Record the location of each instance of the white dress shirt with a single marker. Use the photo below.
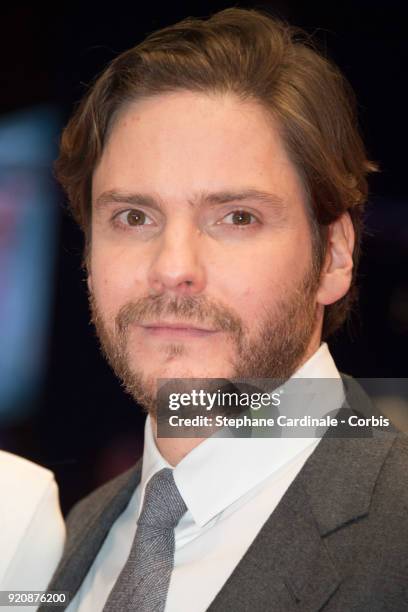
(230, 487)
(32, 530)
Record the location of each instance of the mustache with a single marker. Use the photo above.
(197, 309)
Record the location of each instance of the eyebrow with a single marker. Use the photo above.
(271, 200)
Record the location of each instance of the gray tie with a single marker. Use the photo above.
(144, 580)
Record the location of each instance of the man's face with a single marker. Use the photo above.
(199, 220)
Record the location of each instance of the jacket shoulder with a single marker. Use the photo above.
(87, 508)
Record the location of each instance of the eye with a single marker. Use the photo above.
(240, 218)
(132, 218)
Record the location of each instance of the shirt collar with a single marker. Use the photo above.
(220, 470)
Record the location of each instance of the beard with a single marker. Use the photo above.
(273, 349)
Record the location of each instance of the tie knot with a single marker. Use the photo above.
(163, 505)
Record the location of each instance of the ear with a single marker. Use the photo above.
(89, 282)
(336, 275)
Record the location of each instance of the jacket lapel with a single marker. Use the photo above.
(289, 566)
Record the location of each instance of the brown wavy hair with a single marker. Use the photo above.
(258, 58)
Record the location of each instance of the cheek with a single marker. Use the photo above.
(114, 283)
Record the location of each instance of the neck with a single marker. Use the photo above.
(174, 449)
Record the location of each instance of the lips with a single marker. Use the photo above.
(164, 328)
(176, 326)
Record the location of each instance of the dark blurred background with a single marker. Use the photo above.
(61, 405)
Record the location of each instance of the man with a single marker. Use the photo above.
(220, 180)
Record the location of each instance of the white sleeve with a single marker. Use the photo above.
(32, 530)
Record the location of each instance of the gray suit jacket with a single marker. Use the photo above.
(337, 541)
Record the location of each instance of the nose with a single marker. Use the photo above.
(177, 265)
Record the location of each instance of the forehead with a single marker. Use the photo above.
(181, 143)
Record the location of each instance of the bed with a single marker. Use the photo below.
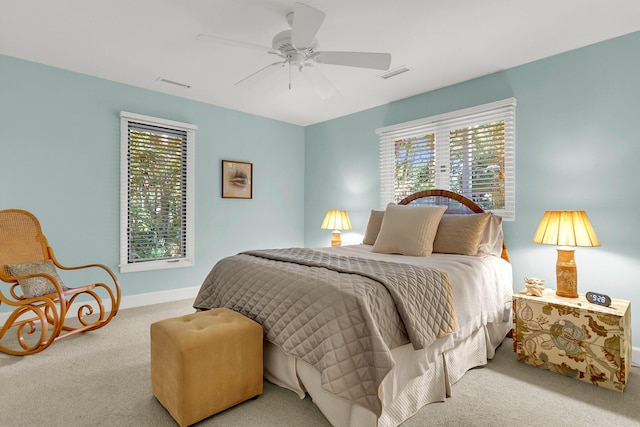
(373, 332)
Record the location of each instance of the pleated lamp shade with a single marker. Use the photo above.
(566, 228)
(336, 220)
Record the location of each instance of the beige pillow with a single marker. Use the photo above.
(36, 286)
(460, 234)
(493, 237)
(408, 230)
(373, 227)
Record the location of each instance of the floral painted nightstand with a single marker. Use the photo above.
(574, 338)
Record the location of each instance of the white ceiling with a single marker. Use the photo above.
(442, 41)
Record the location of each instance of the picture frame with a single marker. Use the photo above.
(237, 180)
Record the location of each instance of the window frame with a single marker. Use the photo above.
(187, 258)
(440, 126)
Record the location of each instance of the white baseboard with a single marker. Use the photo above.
(139, 300)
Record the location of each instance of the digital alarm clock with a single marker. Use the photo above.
(597, 298)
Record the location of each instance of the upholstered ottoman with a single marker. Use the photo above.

***

• [Exercise brief]
Restate each entry word for word; pictures stay out of the copy.

• [Result of the exercise]
Record the location of each instance of the white dress shirt with a single marker. Use the photo below.
(230, 487)
(32, 530)
Record the location of each instance of the mustache with a single marker. Use the photo above.
(197, 309)
Record the location of each instance of the eyebrow with a single marker. Use the photo above.
(271, 200)
Record the location of each instance of the gray tie with a single marker. Use the photo above.
(144, 580)
Record the location of each instance of the man's face with a single marker. Use the photo above.
(199, 220)
Record the location of each instance of the jacket shoulder with a single marker. Use the photo above.
(87, 508)
Record the location of each instance of the eye with a single marker. Use the photo above.
(240, 218)
(132, 218)
Record the location of each instance of the shirt collar with a single marker. Use the photo above.
(220, 470)
Record the location of each instance of the beard with a single marker. Use the photo above.
(273, 349)
Record the location of each instance of the tie knot with a single marker. Use the photo above.
(163, 505)
Record the location of each instance of the ear with a single marker. Use the photo above.
(89, 282)
(336, 275)
Record the location of each instance of the jacket lapel with a single marker. Use the photo above.
(289, 566)
Record the location of each instance of the brown wavy hair with a single marker. Use the photo above.
(258, 58)
Record the location of each instance of the cheek with a single marker. Use the photo above.
(114, 283)
Record the location of each instance of the neck with a single marker. Use the photo above.
(174, 449)
Record the location of each instance of the lips with a single marker. Use the photo above.
(164, 328)
(176, 326)
Record the location of each instance of the dark blurred background with a single marker. Use the photo above.
(61, 405)
Record the location of each instance of the man with a single marker. Use the photo above.
(220, 180)
Record the location of each instance of the white sleeve with a single marker. Use the photo above.
(32, 530)
Record the location of each instance of the gray suit jacket with a single marker. Use the photo above.
(337, 541)
Record the location of each instance of the nose with a single marker. Use the photo above.
(177, 265)
Record the location of each instance of the forehead with a single marker. Use the photo above.
(181, 143)
Record the location of each instance of the bed with a single marker. Use the photo below.
(373, 332)
Record the location of each instance of the pleated lamp shade with a single marker. Use the photo above.
(566, 228)
(336, 220)
Record the location of each instance of the beige pillow with a single marker. Use the photo above.
(36, 286)
(460, 234)
(493, 237)
(408, 230)
(373, 227)
Record the location of each instance of the floral painted nightstand with a single marker. Use the photo above.
(574, 338)
Record the location of each instance of the white ceiling with a single marker. Use the photo above.
(442, 41)
Record the location of each instance of the picture frame with a single marker. Use the photo above.
(237, 180)
Record the location of each instance of the window frame with a single marker. Use the photo above.
(187, 258)
(440, 126)
Record the location of each instance of the white baseboard with a single marker. Use the photo above.
(139, 300)
Record the location of each instance of the digital alarm clock with a single marker. Use the photo above.
(597, 298)
Record the location of each instance of the upholstered ottoman with a single marker. Use the photo above.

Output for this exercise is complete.